• **Textauszug**:
= = = = = = =
In ihrer Studie sollten 149 Studenten mit einem Durchschnittsalter von 18 Jahren verschiedene Anagramme lösen. 15 einfache (aus „hosue“ sollte das englische Wort „house“ werden), und 15 schwierige (aus „suohe“ mach „house“). Doch mittendrin wurden sie abgelenkt.
Jedes Mal stand der Versuchsleiter plötzlich auf und gaukelte den Teilnehmern vor, dass er noch mehr Papier holen müsse. Im Raum hatte Galvan Komplizen vorher jedoch Komplizen platziert, die ebenfalls an dem Test teilnahmen. Doch genau sie wurden aktiv, sobald der Versuchsleiter den Raum verlassen hatte.
Bei Gruppe A fing einer von ihnen nun an zu telefonieren, bei Gruppe B unterhielten sich zwei der Komplizen untereinander. Nicht zu laut, nicht zu leise. Aber genau so, dass die anderen im Raum es hören könnten. Währenddessen sollte alle weiter Anagramme lösen.
Hinterher stellte Galvan den Probanden verschiedenen Fragen. Und dabei fand sie heraus, dass das Telefonat zwar keine Auswirkung auf die Leistung im Test hatte. Doch die Telefonate wurden als wesentlich nerviger, störender und ablenkender empfunden als die Dialoge.
Mehr noch: Offenbar konzentrierten sich die Probanden stärker auf die Telefonate. Denn als Galvan alle Teilnehmer nach dem Inhalt der jeweiligen Konversationen fragte, stellte sie fest: Die Handygespräche hatten die Probanden wesentlich besser memoriert. Offenbar konnten sie einfach nicht weghören – und fühlten sich gestört.
Aber warum?
Zum einen führen die Menschen am Handy tendenziell häufiger private Konversationen – akustische Zeugen fühlen sich umso stärker ausgeschlossen, da sie dabei selten mitreden können. Das steigert Frust und Unmut.
Zum anderen finden diese Gespräche häufig in einer Umgebung statt, aus der wir in diesem Moment nicht flüchten können – im Zug, in der Straßenbahn, im Aufzug. Und immer wenn wir etwas nicht unter Kontrolle haben, steigt unser Stresspegel. Auch bei Stieren aus Köln.
Quelle:
Veronica Galván, Rosa Vessal und Matthew Golley. The Effects of Cell Phone Conversations on the Attention and Memory of Bystanders. PLoS One, 8(3): e58579
Dass Handy-Telefonate nerven, weil man als Außenstehender nicht hören kann, was der Gesprächspartner sagt, halte ich für falsch. Denn noch nerviger sind solche Telefonate, wenn der jeweilige Gesprächspartner auf laut gestellt ist. Solche aufdringlichen Zeitgenossen gibt es ja auch. Der Erklärungsansatz ist also m.E. ungeeignet.
= = = = = = =
• **Vorliegendes Material**:
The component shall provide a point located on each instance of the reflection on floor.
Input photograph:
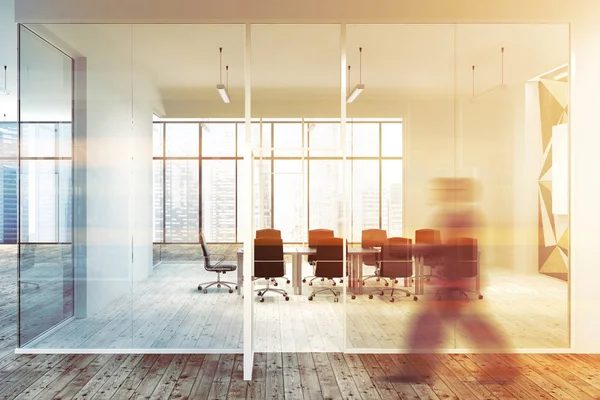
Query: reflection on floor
(167, 311)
= = = = = = =
• **Zu erledigende Schritte**:
[a] Wie viele Studenten nahmen laut dem Text über Handytelefonate an der Studie teil?
[b] Gib aus dem Text über Handytelefonate einen Abschnitt wortgetreu wieder: Fang bei den Worten „Bei Gruppe A“ an und hör nach „Aber warum?“ auf.
[c] Schreib den Text über Handytelefonate im Anschluss an seinen letzten Satz weiter.
Die Zeilen haben mit dem Text über Handytelefonate nichts zu tun.

• **Schriftliche Antworten**:
[a] 149 Studenten mit einem Durchschnittsalter von 18 Jahren.

[b]
Bei Gruppe A fing einer von ihnen nun an zu telefonieren, bei Gruppe B unterhielten sich zwei der Komplizen untereinander. Nicht zu laut, nicht zu leise. Aber genau so, dass die anderen im Raum es hören könnten. Währenddessen sollte alle weiter Anagramme lösen.
Hinterher stellte Galvan den Probanden verschiedenen Fragen. Und dabei fand sie heraus, dass das Telefonat zwar keine Auswirkung auf die Leistung im Test hatte. Doch die Telefonate wurden als wesentlich nerviger, störender und ablenkender empfunden als die Dialoge.
Mehr noch: Offenbar konzentrierten sich die Probanden stärker auf die Telefonate. Denn als Galvan alle Teilnehmer nach dem Inhalt der jeweiligen Konversationen fragte, stellte sie fest: Die Handygespräche hatten die Probanden wesentlich besser memoriert. Offenbar konnten sie einfach nicht weghören – und fühlten sich gestört.
Aber warum?

[c]
Michael, die These möchte ich mit eigenen Erfahrungen bestätigen (N=2, wir arbeiten dran), ich zumindest ärgere mich jedes Mal wenn mir so etwas widerfährt und ich nichts dazu gesagt habe.
Ich möchte auch noch eine nicht validierte Theorie einbringen: Könnte es sein, dass uns Telefonate mehr beschäftigen, weil wir nur die Häfte der Konversation mitbekommen und uns ungewollt kognitiv damit befassen, diese zu vervollständigen um den Kontext herzustellen? (Unsicherheitsbewältigung oder sowas in der Richtung)
Meine ganz eigene (nicht validierte) Theorie ist eine andere: Ich glaube, der Grund, warum einen diese Art von Störungen wirklich am meisten nerven ist der, dass wir uns über uns selbst ärgern, weil wir nichts dagegen unternehmen.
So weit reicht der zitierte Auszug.